**EXERCISE SET:**
a: Answer these questions about the text on Tomás Mág Tighearnán below:
(i) In what year did Tomás become chief, and whom did he succeed?
(ii) In which townland is the castle where he lived as chief?
(iii) At which poems does the Book of Magauran refer to Maoilmheadha?
b: Carry the text on Tomás Mág Tighearnán forward from its last sentence.

= Tomás Mág Tighearnán =

Chief of the McKiernan Clan

Tomás Mág Tighearnán (anglicised Thomas McKiernan) was chief of the McKiernan Clan and Baron or Lord of Tullyhunco barony, County Cavan from 1314 until his death in 1358.

==Ancestry==

Tomás was the son of Gíolla Íosa 'Leith' Mág Tighearnán, son of Sithric ‘Carrach-in-Cairn’ Mág Tighearnán (d.1290), son of Duarcán Mág Tighearnán, the Second (d.1290), son of Íomhaor Mág Tighearnán, the Second (died c.1269), son of Tighearnán, son of Duarcán the First, son of Íomhaor the First, son of Gíolla Chríost, son of Amhlaoibh, son of Tighearnán, the founder of the clan. His grandfather Sithric ‘Carrach-in-Cairn’ Mág Tighearnán had been a previous chief of the clan. His brothers were Matha Mág Tighearnán (d. 1311) a former chief of the clan, Domhnall ’An Saithnech’ Mág Tighearnán (d.1312) another former chief of the clan, Conchobar ‘Buidhe’ Mág Tighearnán (d.1314) whom Tomás succeeded as chief, Duarcán, Cú Chonnacht, Cormac, Fergal ‘Cend Craiche’ and Mathghamhain (d.1314).

==Chieftainship==

On the death of the previous chief, his brother Conchobar ‘Buidhe’ Mág Tighearnán in 1314, Tomás took the chieftaincy and resided in the castle of Croaghan of the Cups (Irish- Cruachan O'Cúbhrán), now in the townland of Coolnashinny, besides the modern town of Killeshandra.

In 1323 a relative died, Maoilmheadha Mág Tighearnán, the daughter of Gíolla Íosa Mór Mág Tighearnán, chief of the McKiernan Clan from c.1269 until his death in 1279, and wife of Brian ‘Breaghach’ Mág Samhradháin chief of the McGovern clan from 1272 to 1294. Maoilmheadha is referred to in the Book of Magauran at poems 1, 2, 24, 25 and 29. The Annals of the Four Masters for 1323 state- Maelmeadha, daughter of Mac Tiernan, and wife of Magauran, died.

In 1335 the McKiernans and their allies, the Clan Muircheartaigh Uí Conchobhair, captured the chief of the McGovern clan Tomás Mág Samhradháin the Second, son of the aforementioned Maoilmheadha Mág Tighearnán, but some annals give it as 1338.

The Annals of Ulster for 1335 state-

Tadhg, son of Ruaidhri, son of Cathal Ua Conchobuir, was taken prisoner by Thomas Mag Samhradhain and many of his people were killed. Mag Shamhradhain went to the house of Ua Concobuir the same year and he came back again and on his return an attack was made by the Clann-Muircertaigh and by Muinter-Eoluis and by the muster of the Breifni, both Foreigner and Gallowglass, on him. And Mag Shamhradhain was taken prisoner and many of his people were killed.

The Annals of the Four Masters for 1338 state-

Teige, son of Rory, son of Cathal O'Conor (who was usually called Bratach Righin), was taken prisoner by Thomas Magauran, and many of his people were killed. Magauran (i.e. Thomas) afterwards went to the house of O'Conor; but, on his return, the Clann-Murtough, and the Muintir-Eolais, assembled to meet him, and took him prisoner, after having slain many of his people.

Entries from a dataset
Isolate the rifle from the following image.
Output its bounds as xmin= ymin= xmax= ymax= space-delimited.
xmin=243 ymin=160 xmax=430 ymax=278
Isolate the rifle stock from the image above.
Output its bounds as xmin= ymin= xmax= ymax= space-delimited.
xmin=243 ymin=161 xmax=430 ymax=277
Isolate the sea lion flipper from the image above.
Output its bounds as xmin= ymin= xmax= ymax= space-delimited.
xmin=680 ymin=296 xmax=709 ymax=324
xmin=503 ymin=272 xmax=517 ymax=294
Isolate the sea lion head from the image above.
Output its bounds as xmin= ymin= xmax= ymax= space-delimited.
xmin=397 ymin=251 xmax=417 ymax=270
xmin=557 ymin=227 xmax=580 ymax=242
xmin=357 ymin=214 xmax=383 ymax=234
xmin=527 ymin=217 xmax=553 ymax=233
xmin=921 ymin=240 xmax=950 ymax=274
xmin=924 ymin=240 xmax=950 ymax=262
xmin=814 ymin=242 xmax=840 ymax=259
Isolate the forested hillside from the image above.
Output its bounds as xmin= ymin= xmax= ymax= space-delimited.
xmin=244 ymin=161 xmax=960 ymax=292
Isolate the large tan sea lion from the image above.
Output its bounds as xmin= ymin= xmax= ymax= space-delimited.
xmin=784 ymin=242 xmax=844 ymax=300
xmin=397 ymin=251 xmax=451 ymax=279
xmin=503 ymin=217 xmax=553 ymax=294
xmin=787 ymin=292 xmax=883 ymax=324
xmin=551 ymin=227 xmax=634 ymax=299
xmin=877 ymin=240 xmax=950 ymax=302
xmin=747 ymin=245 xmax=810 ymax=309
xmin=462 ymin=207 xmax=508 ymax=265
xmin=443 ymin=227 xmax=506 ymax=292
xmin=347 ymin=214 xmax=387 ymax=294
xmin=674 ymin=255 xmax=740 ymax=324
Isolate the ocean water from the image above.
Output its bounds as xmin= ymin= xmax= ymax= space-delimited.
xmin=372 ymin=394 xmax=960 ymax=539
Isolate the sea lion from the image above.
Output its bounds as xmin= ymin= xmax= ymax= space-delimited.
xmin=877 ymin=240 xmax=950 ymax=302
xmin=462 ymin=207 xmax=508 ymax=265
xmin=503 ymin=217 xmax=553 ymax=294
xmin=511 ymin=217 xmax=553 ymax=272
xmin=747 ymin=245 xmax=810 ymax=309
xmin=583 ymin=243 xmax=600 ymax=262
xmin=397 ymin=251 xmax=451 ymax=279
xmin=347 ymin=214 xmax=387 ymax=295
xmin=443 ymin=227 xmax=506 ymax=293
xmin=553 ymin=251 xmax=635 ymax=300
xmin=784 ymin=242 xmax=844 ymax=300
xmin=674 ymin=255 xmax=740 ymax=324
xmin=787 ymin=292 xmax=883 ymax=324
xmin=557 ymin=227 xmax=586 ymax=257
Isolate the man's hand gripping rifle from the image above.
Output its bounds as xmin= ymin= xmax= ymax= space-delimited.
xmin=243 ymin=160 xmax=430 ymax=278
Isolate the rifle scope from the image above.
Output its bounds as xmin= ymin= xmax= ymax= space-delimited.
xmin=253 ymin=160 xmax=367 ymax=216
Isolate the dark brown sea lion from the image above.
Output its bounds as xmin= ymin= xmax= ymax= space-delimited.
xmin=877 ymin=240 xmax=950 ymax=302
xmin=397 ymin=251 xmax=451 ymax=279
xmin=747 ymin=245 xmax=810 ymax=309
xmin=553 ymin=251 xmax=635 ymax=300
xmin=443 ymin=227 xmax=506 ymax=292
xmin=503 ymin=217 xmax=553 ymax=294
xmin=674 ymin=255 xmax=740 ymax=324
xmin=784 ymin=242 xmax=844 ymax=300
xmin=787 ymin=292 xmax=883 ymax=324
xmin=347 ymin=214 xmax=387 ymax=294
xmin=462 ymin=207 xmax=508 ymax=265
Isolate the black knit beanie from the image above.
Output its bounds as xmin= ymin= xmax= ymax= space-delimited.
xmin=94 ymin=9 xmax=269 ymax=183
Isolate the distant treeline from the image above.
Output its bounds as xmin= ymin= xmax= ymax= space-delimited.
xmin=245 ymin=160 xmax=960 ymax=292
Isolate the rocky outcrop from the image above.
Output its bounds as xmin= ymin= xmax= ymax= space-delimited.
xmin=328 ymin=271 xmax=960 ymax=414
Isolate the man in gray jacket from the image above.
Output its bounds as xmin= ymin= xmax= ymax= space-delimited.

**EXERCISE RESULTS:**
a:
(i) 1314; his brother Conchobar ‘Buidhe’ Mág Tighearnán.
(ii) Coolnashinny.
(iii) Poems 1, 2, 24, 25 and 29.

b:
The Annals of Connacht 1338 state-

Tadc son of Ruaidri son of Cathal Ruad O Conchobair, who was called Bratach Righin, was taken prisoner by Tomas Mag Samradain and many of his followers were killed. Afterwards Mag Samradain went to O Conchobair's house, and as he was coming away the Clan Murtagh and the Muinter Eolais assembled to intercept him, captured him and killed many of his men.

The Annals of Loch Cé under the year 1338 state-

Tadhg, son of Ruaidhri, son of Cathal Ruadh O'Conchobhair, usually called the 'Bratach righin', was taken prisoner by Thomas Mac Samhradhain; and many of his people were slain. Mac Samhradhain went afterwards to O'Conchobhair's house, and on his return from O'Conchobhair's house the Clann-Muirchertaigh and Muinter-Eolais assembled before him; and Mac Samhradhain was taken prisoner by them, and several of his people were slain.

Tomás was released from captivity a year later.

The Annals of Ulster for 1336 state-

Thomas Mag Samradhain, who was in custody with the Clann-Muircertaigh, was set free in that year, after the daughter of Donnchadh the Swarthy was renounced him and his two sons escaped that year likewise.

The Annals of the Four Masters for 1339 state-

Thomas Magauran was liberated by the Clann-Murtough.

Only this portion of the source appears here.